====== BRANO FORNITO ======

Perché la causa civile potrebbe riaprirsi?
"Perché sono emersi degli elementi nuovi, contenuti in una chiavetta. Siamo sostenuti dalla Regione Toscana, dal governatore Giani. Il 12 maggio, a mezzogiorno, protesteremo a Roma davanti al palazzo della Corte di Cassazione, in piazza Cavour. Esporremo lo striscione che di solito la curva Fiesole stende al Franchi di Firenze: 'Giustizia per Bruno Beatrice'. Il questore Roberto Massucci ci ha autorizzati. Noi non ce l'abbiamo con la Fiorentina, ma con i medici. Siamo tifosi, andiamo in curva, gli ultras appoggiano la nostra causa. Io ho chiamato Viola una delle mie figlie".
Claudia, vostra madre Gabriella vi ha cresciuti da sola, senza che vi mancasse nulla.

====== VOCI FORNITE ======

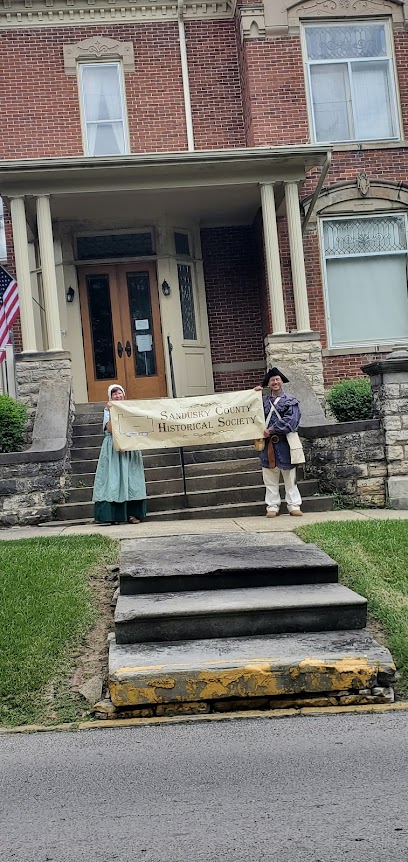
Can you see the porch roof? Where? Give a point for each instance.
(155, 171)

======
====== VOCI FORNITE ======

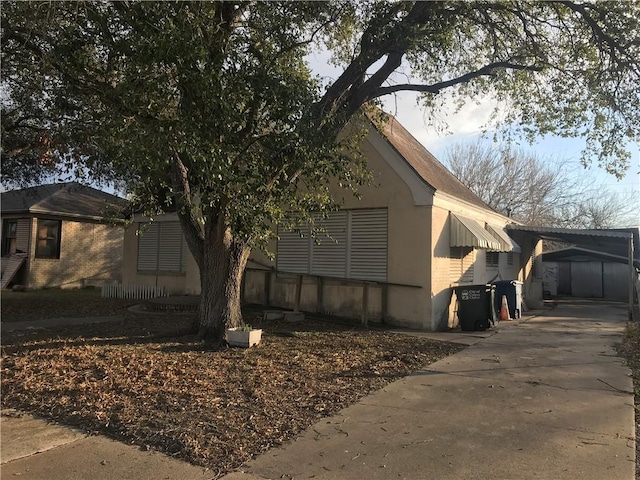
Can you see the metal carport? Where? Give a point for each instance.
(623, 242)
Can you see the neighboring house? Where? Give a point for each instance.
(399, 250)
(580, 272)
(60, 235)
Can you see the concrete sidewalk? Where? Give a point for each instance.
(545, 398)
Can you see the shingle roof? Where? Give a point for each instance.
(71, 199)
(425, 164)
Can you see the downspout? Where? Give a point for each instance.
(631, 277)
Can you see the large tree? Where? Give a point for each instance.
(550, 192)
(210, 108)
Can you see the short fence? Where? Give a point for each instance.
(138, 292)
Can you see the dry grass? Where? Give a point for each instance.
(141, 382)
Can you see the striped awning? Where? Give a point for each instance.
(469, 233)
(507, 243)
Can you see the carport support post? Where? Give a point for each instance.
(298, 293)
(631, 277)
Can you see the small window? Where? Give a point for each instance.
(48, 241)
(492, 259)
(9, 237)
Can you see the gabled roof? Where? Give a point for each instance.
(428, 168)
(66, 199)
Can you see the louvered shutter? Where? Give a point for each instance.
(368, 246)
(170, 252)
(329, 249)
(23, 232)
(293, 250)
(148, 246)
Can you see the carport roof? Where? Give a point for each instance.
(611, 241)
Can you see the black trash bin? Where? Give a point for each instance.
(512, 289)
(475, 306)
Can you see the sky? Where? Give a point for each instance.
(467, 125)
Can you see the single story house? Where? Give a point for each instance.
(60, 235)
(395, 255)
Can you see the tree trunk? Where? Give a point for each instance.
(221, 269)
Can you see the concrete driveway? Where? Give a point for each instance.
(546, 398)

======

#### CONSEGNA A
Trascriva dal brano sul caso Beatrice il tratto da "Perché la causa" a "vi mancasse nulla.".
#### CONSEGNA B
Secondo il brano sul caso Beatrice, quale scritta riporta lo striscione che sarà esposto davanti alla Corte di Cassazione?
#### CONSEGNA C
Riprenda il brano sul caso Beatrice dal punto in cui si interrompe.
Le voci provengono da una fonte diversa.

#### SPAZIO RISPOSTA A
Perché la causa civile potrebbe riaprirsi?
"Perché sono emersi degli elementi nuovi, contenuti in una chiavetta. Siamo sostenuti dalla Regione Toscana, dal governatore Giani. Il 12 maggio, a mezzogiorno, protesteremo a Roma davanti al palazzo della Corte di Cassazione, in piazza Cavour. Esporremo lo striscione che di solito la curva Fiesole stende al Franchi di Firenze: 'Giustizia per Bruno Beatrice'. Il questore Roberto Massucci ci ha autorizzati. Noi non ce l'abbiamo con la Fiorentina, ma con i medici. Siamo tifosi, andiamo in curva, gli ultras appoggiano la nostra causa. Io ho chiamato Viola una delle mie figlie".
Claudia, vostra madre Gabriella vi ha cresciuti da sola, senza che vi mancasse nulla.

#### SPAZIO RISPOSTA B
"Giustizia per Bruno Beatrice".

#### SPAZIO RISPOSTA C
"Era una donna forte e concreta, con il senso degli affari. Alla mia nascita, papà le regalò un brillante, al che lei disse: 'Che me ne faccio di un anello? Compra un appartamento'. E papà lo acquistò. Quando è nato Alessandro, lo stesso. Niente orologi né macchine di lusso. Nostra mamma investì i guadagni di papà nell'immobiliare e nei terreni. E quando nostro padre morì, lei unì due appartamenti grandi nel centro di Arezzo per creare l'hotel "I Portici", e con l'albergo abbiamo vissuto bene per anni. Poi lo abbiamo venduto. E ci sarebbe da parlare della pensione di reversibilità, 384 euro al mese, nonostante papà avesse versato fior di contributi... Non è stato facile neppure passare per i tribunali, con gli avvocati delle controparti che ci guardavano dall'alto in basso, quasi a colpevolizzarci del fatto che avessimo scoperchiato il vaso di Pandora. Ora io e Alessandro viviamo e lavoriamo in una nostra tenuta agricola vicino ad Arezzo".
Alessandro, chi vi è stato vicino del calcio?
"Moreno Roggi, ex compagno di papà nella Fiorentina, un grande terzino di spinta, poi procuratore, non ci ha mai lasciati soli".
Vostra mamma è stata la prima a collegare i fili, la terapia come causa della malattia.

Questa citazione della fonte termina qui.